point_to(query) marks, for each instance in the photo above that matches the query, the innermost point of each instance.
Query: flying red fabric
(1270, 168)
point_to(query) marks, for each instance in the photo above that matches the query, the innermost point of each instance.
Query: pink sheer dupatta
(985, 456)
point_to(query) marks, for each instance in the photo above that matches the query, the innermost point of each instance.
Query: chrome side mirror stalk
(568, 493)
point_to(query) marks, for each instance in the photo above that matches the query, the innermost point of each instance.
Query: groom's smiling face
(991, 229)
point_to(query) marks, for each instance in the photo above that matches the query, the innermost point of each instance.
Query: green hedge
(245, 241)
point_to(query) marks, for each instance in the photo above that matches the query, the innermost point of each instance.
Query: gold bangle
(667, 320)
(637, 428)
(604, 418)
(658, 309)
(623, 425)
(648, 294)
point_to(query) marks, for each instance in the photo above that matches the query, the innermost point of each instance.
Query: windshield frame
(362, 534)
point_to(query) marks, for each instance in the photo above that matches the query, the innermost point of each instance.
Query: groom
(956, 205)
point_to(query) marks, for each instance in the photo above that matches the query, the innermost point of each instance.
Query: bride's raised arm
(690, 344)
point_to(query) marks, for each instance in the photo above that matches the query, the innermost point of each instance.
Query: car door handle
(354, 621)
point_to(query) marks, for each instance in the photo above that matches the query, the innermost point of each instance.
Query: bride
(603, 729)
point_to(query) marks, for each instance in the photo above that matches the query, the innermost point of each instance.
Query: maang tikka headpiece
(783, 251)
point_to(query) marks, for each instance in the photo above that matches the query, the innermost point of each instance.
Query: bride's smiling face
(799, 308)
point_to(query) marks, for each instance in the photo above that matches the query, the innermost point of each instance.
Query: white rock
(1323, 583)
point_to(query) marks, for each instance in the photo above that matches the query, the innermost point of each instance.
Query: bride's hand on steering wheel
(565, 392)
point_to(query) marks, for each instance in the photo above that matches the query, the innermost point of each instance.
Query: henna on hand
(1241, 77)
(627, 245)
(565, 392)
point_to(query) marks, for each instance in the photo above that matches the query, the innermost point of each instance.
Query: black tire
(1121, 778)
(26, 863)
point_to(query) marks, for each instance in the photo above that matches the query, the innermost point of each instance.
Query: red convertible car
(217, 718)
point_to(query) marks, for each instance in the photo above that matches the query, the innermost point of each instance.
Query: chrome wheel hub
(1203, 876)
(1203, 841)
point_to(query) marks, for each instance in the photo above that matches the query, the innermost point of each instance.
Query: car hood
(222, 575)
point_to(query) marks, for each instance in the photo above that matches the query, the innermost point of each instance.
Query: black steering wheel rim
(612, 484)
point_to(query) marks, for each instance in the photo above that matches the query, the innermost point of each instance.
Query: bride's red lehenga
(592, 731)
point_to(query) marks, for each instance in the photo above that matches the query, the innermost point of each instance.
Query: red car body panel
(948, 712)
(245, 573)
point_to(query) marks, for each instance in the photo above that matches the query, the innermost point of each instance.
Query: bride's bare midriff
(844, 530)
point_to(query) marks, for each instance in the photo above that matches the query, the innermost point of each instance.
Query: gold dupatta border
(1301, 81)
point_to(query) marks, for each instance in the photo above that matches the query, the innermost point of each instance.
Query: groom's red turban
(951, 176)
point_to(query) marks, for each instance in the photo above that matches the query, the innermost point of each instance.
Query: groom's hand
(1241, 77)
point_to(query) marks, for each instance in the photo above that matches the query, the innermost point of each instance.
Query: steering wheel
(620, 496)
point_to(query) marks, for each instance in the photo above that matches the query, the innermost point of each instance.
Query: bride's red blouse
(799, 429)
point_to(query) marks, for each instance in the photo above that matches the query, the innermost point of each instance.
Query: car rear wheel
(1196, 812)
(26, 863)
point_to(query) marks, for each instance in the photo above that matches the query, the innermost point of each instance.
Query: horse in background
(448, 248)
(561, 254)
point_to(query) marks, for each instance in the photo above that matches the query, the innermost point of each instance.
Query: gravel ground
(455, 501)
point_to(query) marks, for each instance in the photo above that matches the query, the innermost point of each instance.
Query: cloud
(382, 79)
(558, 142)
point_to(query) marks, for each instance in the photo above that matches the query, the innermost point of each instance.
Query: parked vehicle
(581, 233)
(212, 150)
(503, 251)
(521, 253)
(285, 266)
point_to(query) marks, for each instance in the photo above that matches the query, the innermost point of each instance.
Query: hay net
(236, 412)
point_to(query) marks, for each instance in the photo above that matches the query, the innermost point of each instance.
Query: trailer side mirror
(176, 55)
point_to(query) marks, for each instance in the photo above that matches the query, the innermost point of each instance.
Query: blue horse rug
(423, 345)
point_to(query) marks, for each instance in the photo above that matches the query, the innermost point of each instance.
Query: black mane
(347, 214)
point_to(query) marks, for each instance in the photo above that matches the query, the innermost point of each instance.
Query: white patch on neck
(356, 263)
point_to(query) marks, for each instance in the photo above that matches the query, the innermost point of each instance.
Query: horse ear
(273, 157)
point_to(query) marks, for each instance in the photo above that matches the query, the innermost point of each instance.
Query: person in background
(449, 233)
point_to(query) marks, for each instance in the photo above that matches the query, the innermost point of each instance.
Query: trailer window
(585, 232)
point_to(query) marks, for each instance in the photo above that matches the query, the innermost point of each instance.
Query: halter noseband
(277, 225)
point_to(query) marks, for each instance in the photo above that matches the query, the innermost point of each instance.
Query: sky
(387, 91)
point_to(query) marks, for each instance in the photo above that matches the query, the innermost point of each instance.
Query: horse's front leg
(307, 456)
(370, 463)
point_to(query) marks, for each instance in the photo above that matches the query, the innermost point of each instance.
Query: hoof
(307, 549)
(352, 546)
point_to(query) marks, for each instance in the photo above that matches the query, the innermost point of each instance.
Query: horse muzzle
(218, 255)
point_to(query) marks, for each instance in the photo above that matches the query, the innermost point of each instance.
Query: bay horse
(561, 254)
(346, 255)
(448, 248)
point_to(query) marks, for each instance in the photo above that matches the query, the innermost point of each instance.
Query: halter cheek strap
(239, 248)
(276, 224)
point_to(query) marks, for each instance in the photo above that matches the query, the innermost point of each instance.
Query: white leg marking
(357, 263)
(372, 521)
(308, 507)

=======

Prompt:
Please set down the full listing above, word for word.

The completed task:
point_to(query) marks, for each instance in the photo above that matches the query, the innermost point of each instance.
Query: flying red fabric
(1270, 168)
point_to(query) marks, for each instance in the photo above that matches the query, the innermost point of each instance.
Query: pink sheer dupatta
(985, 456)
point_to(query) marks, for each instance in the photo above that matches the query, the innermost point of each instance.
Query: chrome side mirror stalk
(568, 493)
point_to(query) marks, for each instance in the photo above that matches the query, the innermost point of each instance.
Query: groom's smiling face
(991, 229)
point_to(query) marks, for each instance in the photo above that matches the query, the innermost point of each instance.
Query: green hedge
(245, 241)
point_to(query) marks, for each instance in the photo above that matches the query, the innermost point of each instance.
Query: gold bangle
(667, 320)
(637, 428)
(604, 418)
(658, 309)
(623, 425)
(648, 294)
point_to(query) marks, for each instance in the photo above that matches the query, the innermost point of each instance.
Query: windshield frame
(362, 534)
point_to(query) marks, for each instance in the photo above that matches the query, the innermost point of each instance.
Query: groom
(956, 205)
point_to(query) marks, for each instance in the photo above that matches the query, the innermost point of each instance.
Query: bride's raised arm
(690, 344)
point_to(query) marks, for each instance in the photo above that matches the query, the innermost point of each instance.
Query: car door handle
(354, 621)
point_to(query) marks, for each instance in the photo above that matches the query, the innermost point of each instance.
Query: bride
(603, 729)
point_to(query) marks, for each instance in the photo above that matches the query, the innermost point of each instance.
Query: maang tikka headpiece
(783, 251)
point_to(query) marks, for each instance in the photo above that matches the query, the innermost point of each instance.
Query: bride's smiling face
(799, 308)
point_to(query) marks, for each instance in the photo above that matches the query, the innermost point of each instance.
Query: white rock
(1323, 583)
point_to(query) marks, for each instance in the photo above that matches the query, the innermost point of each instance.
Query: bride's hand on steering wheel
(565, 392)
point_to(query) marks, for each instance in the photo above that matches the query, the innermost point of each instance.
Query: henna on hand
(1241, 77)
(627, 245)
(565, 392)
point_to(query) marks, for each instance in the photo above that matches the query, the innermost point of each instance.
Query: black tire
(1121, 778)
(26, 863)
point_to(query) marks, for each instance in the photo above that matches the query, the innermost point of each instance.
Query: red convertible car
(217, 718)
point_to(query) marks, for each instance in the photo above that matches the query, the innermost point of each instance.
Query: chrome wheel hub
(1203, 876)
(1203, 841)
point_to(query) marks, for each instance in the photo above that matches the query, the innermost point of each instance.
Query: car hood
(222, 575)
point_to(query) marks, for each instance in the photo above that matches the query, the innermost point of each instance.
Query: black steering wheel rim
(612, 484)
point_to(query) marks, for each instance in the photo above that matches the query, the innermost point of each instance.
Query: bride's red lehenga
(592, 731)
point_to(query) marks, for each instance in the photo above that matches the query, the innermost point of each instance.
Query: red car body panel
(948, 712)
(245, 573)
point_to(query) marks, for each instance in the photo above that matches the query, the innermost point of each instance.
Query: bride's bare midriff
(844, 530)
point_to(query) marks, for each instance in the photo above that matches the query, the innermost point of each instance.
Query: gold dupatta border
(1301, 81)
point_to(query) marks, for each instance in the photo above that matches the query, the innermost point of each instance.
Query: groom's red turban
(951, 176)
point_to(query) marks, for each instance in the photo above that matches the query, the innermost point of each instance.
Query: groom's hand
(1241, 77)
point_to(query) marks, for each instance in the photo above that matches the query, the innermost point of each instance.
Query: steering wheel
(620, 496)
point_to(query) marks, for each instance in the photo above that matches the query, the innermost point of each instance.
Query: bride's red blouse
(799, 429)
point_to(query) marks, for each instance in the photo above that matches the query, the innermost point of each instance.
Query: car rear wheel
(1196, 812)
(26, 863)
point_to(query) marks, for each instance in the photo above that matches the query, the innermost point of each instance.
Query: horse in background
(448, 248)
(561, 254)
point_to(query) marks, for each instance in the photo above that matches the query, the innermost point of each instance.
Query: gravel ground
(455, 501)
point_to(query) marks, for each instance in the photo above that matches the query, the innermost point of each instance.
Query: cloud
(382, 79)
(558, 142)
point_to(query) marks, for each instance in the photo above that matches the query, the innermost point of each instance.
Query: parked vehicle
(581, 233)
(212, 150)
(503, 251)
(521, 253)
(285, 266)
point_to(query) marks, for each instance in the photo above that matches the query, the innermost point of each instance.
Query: hay net
(236, 412)
point_to(query) marks, for each instance in the photo above that matches the query, the innermost point of each instance.
Query: trailer side mirror
(176, 55)
point_to(query) marks, for each instance in the photo above that matches the query, the innermost point of each instance.
Query: blue horse rug
(423, 345)
point_to(query) marks, for each instance in the photo above that matches the query, the innermost point of each instance.
Query: black mane
(347, 214)
point_to(query) marks, for each instance in the photo above that matches the query, the innermost point of each instance.
Query: white patch on neck
(356, 263)
point_to(query) marks, for each instance in the photo above that matches the query, the innermost point of each instance.
Query: horse ear
(273, 157)
point_to(query) marks, for each instance in the photo above that matches the query, the innermost point of each instance.
Query: person in background
(449, 233)
point_to(query) marks, for each instance in the photo above that matches the query, the innermost point of each instance.
Query: trailer window
(585, 232)
point_to(query) marks, for each instance in the photo above that matches the query, the innermost point of each instance.
Query: halter noseband
(277, 225)
point_to(query) marks, for each instance in the photo above that matches the query, the innermost point of each instance.
Query: sky
(387, 91)
point_to(query) marks, for each instance in the photo above that matches the query, the innermost point of each instance.
Query: horse's front leg
(307, 456)
(370, 463)
point_to(query) marks, for each instance in the photo above that matches the query, the innermost point of each instance.
Query: hoof
(307, 549)
(352, 546)
point_to(query) marks, for each instance in the photo above that matches the query, the innermost point of each instance.
Query: horse muzzle
(218, 255)
point_to(query) marks, for each instance in the photo above that matches the query, the innermost point of each instance.
Query: bay horse
(561, 254)
(346, 255)
(448, 248)
point_to(query) marks, for each instance in the photo above that matches the query, the innermost point of each instance.
Query: halter cheek strap
(239, 248)
(276, 224)
point_to(query) marks, for each instance in the photo above that matches the query, the innermost point of each instance.
Query: white leg marking
(357, 263)
(372, 521)
(308, 507)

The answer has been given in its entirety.